Really? What did you do to your saw? I was thinking of ordering the extra side cover with the larger dogs. I was also possibly thinking of ordering the wrap handle separately. What else can I order to mAtch the "r" version? I can't find any reference to the high output oiler that was mentioned...


----------



## chhonos (May 31, 2013)

Stihlman441 said:


> Some people call it a half wrap handle or standard handle same thing.
> 
> A roller chain catcher is a shaft and a plastic roller that is just behind the bottom of the dogs (twin bumper spikes) its a safety idear if the chain comes off doent chuw up your self or the saw.
> 
> ...



Ahh I found it. The Es super and Es light bars. No idea which one I have... All it says is Rollomatic Es on the bar. Can't find anything on the high output oiler. Is it something that is worth changing?? What do u mean by sig?


----------



## Raganr (May 31, 2013)

chhonos said:


> Really? What did you do to your saw? I was thinking of ordering the extra side cover with the larger dogs. I was also possibly thinking of ordering the wrap handle separately. What else can I order to mAtch the "r" version? I can't find any reference to the high output oiler that was mentioned...



You pretty much have the list of parts but they will set you back close to $300. If you do a search here or on google for high output oiler ms460 you will find the part numbers.

Even if you didn't want those parts you could buy the wrap model then sell or trade them for standard parts to offset the cost of the saw.


----------



## chhonos (May 31, 2013)

Raganr said:


> You pretty much have the list of parts but they will set you back close to $300. If you do a search here or on google for high output oiler ms460 you will find the part numbers.
> 
> Even if you didn't want those parts you could buy the wrap model then sell or trade them for standard parts to offset the cost of the saw.



Is the high output oiler worth having? What's the difference!


----------



## Raganr (May 31, 2013)

chhonos said:


> Is the high output oiler worth having? What's the difference!



I doubt it is needed for most but that is the least expensive thing to upgrade.


----------



## Stihlman441 (May 31, 2013)

chhonos said:


> Ahh I found it. The Es super and Es light bars. No idea which one I have... All it says is Rollomatic Es on the bar. Can't find anything on the high output oiler. Is it something that is worth changing?? What do u mean by sig?



The ES Light bars only come in 28' and 36''.

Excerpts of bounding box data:
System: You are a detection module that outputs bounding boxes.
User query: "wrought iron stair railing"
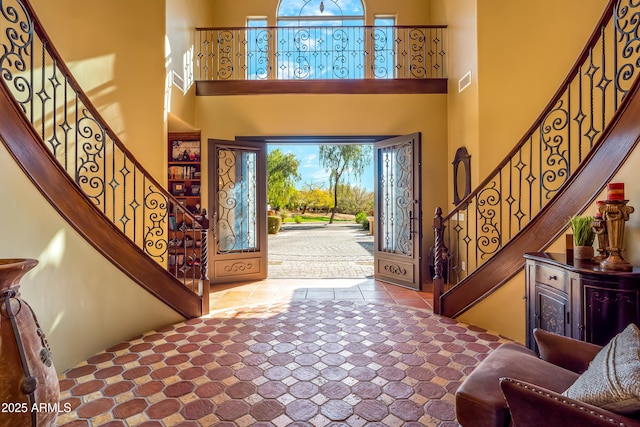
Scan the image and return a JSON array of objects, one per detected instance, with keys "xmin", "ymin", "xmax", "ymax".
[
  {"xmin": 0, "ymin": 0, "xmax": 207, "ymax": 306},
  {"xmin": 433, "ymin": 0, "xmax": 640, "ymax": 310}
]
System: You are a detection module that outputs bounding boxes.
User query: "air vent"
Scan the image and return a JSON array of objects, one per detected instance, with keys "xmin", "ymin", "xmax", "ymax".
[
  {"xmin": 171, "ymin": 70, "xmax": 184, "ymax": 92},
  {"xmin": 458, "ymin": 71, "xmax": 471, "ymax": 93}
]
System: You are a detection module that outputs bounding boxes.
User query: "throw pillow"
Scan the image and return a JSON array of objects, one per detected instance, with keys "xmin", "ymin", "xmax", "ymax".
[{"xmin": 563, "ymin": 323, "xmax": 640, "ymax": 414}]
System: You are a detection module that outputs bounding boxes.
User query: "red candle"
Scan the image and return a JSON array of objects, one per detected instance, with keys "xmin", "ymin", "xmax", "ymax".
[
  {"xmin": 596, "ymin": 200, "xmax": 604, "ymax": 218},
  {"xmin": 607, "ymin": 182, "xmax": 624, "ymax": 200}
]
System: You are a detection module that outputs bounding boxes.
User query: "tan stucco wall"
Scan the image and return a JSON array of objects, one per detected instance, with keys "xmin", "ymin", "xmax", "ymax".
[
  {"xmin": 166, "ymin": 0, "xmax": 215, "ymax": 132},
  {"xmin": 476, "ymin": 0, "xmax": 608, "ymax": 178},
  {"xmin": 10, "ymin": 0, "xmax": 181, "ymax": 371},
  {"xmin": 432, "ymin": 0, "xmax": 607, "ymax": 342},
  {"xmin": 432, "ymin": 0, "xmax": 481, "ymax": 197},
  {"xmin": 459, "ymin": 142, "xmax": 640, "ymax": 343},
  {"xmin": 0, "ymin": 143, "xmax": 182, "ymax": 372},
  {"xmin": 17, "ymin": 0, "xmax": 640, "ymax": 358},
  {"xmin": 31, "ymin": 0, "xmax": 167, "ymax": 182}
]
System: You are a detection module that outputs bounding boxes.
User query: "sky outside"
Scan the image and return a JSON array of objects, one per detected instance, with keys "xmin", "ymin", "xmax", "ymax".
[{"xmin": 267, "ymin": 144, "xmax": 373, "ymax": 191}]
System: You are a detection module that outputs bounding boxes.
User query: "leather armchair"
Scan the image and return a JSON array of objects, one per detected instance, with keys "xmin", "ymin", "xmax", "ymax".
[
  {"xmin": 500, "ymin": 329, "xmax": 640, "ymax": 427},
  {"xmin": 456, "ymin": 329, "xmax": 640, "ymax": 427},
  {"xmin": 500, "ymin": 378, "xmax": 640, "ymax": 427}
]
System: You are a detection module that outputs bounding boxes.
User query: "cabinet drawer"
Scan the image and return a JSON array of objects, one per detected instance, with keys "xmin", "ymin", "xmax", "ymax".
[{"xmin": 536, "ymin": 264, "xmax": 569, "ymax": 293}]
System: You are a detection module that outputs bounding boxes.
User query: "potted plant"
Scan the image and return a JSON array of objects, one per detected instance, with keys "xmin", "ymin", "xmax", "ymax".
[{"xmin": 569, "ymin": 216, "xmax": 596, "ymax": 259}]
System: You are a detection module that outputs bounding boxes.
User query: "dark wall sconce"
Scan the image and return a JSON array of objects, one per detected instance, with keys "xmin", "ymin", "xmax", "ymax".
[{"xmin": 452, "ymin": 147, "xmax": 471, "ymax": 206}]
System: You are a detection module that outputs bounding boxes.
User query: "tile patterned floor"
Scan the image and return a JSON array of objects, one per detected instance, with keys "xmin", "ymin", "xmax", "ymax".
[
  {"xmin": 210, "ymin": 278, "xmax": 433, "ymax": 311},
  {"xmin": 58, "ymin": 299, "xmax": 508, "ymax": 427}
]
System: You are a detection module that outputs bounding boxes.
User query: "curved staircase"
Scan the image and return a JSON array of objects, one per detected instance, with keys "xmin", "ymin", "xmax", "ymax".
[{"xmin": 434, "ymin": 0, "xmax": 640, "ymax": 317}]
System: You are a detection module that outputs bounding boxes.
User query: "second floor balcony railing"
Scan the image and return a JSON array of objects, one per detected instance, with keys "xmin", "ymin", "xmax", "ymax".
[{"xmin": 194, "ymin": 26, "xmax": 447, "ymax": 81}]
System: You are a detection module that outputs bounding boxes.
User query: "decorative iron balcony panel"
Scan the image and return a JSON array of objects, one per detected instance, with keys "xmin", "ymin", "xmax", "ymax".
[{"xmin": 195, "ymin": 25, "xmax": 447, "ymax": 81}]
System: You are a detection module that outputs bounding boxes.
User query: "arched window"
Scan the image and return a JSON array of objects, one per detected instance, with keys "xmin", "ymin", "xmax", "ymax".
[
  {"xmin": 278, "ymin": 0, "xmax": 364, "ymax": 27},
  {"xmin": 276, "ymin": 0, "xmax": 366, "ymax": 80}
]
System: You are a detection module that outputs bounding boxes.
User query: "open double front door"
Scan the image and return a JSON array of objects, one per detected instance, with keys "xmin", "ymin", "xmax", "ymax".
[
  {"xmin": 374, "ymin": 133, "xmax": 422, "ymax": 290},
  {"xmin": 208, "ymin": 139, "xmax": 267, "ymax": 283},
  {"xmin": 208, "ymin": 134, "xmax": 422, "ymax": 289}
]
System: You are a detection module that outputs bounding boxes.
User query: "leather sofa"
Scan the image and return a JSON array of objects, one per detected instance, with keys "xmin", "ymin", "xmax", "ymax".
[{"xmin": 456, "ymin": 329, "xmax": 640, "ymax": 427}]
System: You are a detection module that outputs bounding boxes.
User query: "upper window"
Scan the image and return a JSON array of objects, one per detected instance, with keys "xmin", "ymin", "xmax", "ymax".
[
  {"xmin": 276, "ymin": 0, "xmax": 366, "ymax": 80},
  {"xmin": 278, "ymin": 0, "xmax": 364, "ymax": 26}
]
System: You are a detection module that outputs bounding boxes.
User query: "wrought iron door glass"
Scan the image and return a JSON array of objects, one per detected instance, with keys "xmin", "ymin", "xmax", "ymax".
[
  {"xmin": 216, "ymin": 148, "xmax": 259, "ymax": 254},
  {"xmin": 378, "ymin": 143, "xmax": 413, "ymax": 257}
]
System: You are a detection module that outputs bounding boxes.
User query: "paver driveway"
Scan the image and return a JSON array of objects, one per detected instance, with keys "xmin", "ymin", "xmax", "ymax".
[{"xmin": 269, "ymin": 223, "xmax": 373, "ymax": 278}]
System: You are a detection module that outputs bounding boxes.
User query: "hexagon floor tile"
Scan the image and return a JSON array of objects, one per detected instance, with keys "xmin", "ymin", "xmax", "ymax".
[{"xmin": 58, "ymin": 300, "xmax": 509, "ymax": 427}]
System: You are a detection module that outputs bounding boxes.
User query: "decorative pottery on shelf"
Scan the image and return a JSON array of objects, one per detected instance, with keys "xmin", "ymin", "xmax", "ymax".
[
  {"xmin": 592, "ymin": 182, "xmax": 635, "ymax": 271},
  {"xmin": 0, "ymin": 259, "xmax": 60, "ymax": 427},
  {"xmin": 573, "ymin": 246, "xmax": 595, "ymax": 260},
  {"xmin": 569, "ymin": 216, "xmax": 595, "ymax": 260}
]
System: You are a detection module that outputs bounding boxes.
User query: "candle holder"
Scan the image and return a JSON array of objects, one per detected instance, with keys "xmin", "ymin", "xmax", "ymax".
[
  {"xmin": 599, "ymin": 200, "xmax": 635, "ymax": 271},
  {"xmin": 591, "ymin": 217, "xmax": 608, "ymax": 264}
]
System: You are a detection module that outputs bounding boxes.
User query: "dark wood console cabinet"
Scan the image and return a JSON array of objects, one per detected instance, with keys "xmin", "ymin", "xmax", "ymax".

◆ **TASK SET**
1. Reproduce the chainsaw thread from "## Stihlman441 (May" up to and including "28' and 36''.", substituting "high-volume oiler" for each occurrence of "high output oiler".
2. Continue the chainsaw thread from the point at which it stops.

◆ **ANSWERS PROVIDED**
1.
## Stihlman441 (May 31, 2013)

chhonos said:


> Ahh I found it. The Es super and Es light bars. No idea which one I have... All it says is Rollomatic Es on the bar. Can't find anything on the high-volume oiler. Is it something that is worth changing?? What do u mean by sig?



The ES Light bars only come in 28' and 36''.

2.
The high out put oiler is good with 28'' bars +

Sig is short for signature,down the bottom listing saws and stuff.

Other things worth having.
Use a 8 pin sprocket withe the 20'' and a 7 pin with a 28'' bar.
Dual port front muffler cover and open up original outlet.


----------



## mdavlee (May 31, 2013)

The Ho oiler is nice for running 28" and up in real hard dry woods. The clutch cover and spikes from stihl will probably cost you more than the R upgrade would have and that's not counting the oiler, roller chain catcher, and the wrap handle. 

The ES light bars come in 28", 32", and 36" in both .050" and .063".


----------



## Trx250r180 (May 31, 2013)

Stihlman441 said:


> The ES Light bars only come in 28' and 36''.
> 
> The high out put oiler is good with 28'' bars +
> 
> ...



i have a 32 inch .063 es light on my 461 so they make that size also


----------



## chainsawdad (May 31, 2013)

chhonos said:


> Hey everyone, so I am new to this forum. I have checked out several threads on the subject of MS 461 vs the older MS460, but I am still undecided.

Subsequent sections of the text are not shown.